CHALLENGE 1 >> Rewrite the paragraph beginning "Here in the Irish and Celtic calendar" in the piece on the start of Autumn below as a short bulleted list that keeps its main facts.
CHALLENGE 2 >> List every observation the piece on the start of Autumn below makes about the present weather and nature.

### SOURCE DOCUMENT ###

Mark Nepo, The Book of Awakening

photo lionel allorge

The start of Autumn

Here in the Irish and Celtic calendar, the season of Autumn began on Monday, the 1st of September. Although the weather is still very mild, the mornings are misty and some leaves have already started to fall. We are moving into a period which helps us reflect on impermanence and on the fact that all things change. Our meditation practice reminds us that there is only suffering to be had when we try to fix things solid, or hold onto them, like the long days of summer or the memories of times past. We instinctively prefer permanence and how it tells a story of a solid, single identity. Instead, in reality,  like the seasons, we are always changing; things come and go in our lives.  Nature lets go and moves on. Maybe we can learn from that.

### GIVEN ENTRIES ###

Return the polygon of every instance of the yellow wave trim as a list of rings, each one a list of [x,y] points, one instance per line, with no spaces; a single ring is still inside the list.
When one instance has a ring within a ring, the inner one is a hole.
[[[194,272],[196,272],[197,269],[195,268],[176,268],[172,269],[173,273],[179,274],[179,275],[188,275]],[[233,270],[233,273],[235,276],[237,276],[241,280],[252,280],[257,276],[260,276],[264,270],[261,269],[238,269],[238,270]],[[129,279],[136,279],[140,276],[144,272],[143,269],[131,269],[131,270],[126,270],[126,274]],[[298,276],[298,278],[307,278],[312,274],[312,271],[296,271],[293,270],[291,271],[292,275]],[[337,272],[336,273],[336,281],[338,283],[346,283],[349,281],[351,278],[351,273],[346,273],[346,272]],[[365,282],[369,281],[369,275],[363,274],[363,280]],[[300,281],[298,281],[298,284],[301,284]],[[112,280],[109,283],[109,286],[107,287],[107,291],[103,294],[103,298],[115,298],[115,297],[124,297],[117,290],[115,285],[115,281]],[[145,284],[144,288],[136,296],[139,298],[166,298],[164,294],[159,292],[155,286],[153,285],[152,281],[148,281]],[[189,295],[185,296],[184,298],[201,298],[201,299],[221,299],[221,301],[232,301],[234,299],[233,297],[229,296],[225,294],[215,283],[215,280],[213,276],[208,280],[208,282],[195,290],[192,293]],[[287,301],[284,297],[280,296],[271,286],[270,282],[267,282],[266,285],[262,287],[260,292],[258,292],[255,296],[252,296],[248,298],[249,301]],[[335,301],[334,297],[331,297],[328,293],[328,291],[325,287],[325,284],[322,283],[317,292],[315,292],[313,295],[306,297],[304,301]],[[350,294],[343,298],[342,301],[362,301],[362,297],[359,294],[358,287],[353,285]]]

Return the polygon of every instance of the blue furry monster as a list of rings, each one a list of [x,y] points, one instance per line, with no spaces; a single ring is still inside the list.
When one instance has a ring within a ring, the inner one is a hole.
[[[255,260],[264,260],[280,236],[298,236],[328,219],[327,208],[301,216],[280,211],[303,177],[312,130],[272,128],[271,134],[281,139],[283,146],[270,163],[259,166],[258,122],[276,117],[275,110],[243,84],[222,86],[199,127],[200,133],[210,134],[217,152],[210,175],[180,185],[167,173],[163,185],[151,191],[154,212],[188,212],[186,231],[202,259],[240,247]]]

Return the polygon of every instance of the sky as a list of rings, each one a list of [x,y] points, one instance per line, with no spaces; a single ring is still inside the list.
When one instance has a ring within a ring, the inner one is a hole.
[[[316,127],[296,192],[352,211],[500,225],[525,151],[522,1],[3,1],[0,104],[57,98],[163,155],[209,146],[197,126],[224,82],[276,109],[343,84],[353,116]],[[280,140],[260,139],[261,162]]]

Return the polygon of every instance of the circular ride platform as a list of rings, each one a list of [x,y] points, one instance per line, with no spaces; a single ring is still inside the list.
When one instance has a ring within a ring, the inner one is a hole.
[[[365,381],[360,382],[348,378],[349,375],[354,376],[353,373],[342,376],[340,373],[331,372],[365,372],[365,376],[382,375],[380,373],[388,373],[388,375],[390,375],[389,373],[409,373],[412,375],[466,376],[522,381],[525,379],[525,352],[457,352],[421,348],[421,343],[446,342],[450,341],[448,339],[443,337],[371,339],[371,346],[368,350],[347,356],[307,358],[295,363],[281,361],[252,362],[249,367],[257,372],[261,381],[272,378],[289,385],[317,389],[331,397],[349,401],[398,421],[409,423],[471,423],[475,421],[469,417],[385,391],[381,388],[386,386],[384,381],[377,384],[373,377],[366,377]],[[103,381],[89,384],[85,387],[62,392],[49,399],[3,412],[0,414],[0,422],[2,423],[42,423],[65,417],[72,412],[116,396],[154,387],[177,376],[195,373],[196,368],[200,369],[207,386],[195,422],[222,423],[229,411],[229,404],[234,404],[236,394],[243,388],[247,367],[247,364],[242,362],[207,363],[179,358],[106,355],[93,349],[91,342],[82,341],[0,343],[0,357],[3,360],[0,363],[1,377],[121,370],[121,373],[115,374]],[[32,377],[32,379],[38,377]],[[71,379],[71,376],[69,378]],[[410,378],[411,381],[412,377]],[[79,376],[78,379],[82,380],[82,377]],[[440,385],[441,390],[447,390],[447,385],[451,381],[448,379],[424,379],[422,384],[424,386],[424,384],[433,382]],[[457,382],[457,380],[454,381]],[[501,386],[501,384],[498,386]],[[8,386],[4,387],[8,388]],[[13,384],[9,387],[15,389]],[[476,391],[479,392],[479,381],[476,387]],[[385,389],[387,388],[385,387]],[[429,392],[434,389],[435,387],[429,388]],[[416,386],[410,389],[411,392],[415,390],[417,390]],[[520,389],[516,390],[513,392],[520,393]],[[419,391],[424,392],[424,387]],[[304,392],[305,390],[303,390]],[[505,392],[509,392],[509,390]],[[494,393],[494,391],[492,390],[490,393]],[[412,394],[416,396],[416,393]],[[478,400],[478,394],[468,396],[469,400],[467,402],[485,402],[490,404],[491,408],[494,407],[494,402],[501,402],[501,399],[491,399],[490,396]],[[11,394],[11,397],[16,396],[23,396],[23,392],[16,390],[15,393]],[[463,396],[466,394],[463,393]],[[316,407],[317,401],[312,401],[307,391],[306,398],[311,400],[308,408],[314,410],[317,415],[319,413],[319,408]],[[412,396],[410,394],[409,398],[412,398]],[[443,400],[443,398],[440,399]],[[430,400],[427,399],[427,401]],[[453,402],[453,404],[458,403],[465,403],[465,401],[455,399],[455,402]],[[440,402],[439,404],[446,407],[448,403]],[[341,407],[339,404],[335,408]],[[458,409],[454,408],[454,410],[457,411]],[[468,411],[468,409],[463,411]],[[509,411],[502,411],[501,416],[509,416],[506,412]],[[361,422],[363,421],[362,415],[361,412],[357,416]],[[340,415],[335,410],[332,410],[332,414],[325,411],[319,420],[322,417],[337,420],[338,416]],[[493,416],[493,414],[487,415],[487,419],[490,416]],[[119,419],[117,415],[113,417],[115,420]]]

###

RESULT 1 >>
- In the Irish and Celtic calendar, Autumn began on Monday, the 1st of September.
- The weather is still very mild, but the mornings are misty and some leaves have already started to fall.
- The season helps us reflect on impermanence and on the fact that all things change.
- Meditation practice shows that suffering comes from trying to fix things solid or hold onto them, such as the long days of summer or memories of times past.
- We instinctively prefer permanence and the story it tells of a solid, single identity.
- In reality we are always changing, like the seasons; nature lets go and moves on, and we may learn from that.

RESULT 2 >>
- The weather is still very mild.
- The mornings are misty.
- Some leaves have already started to fall.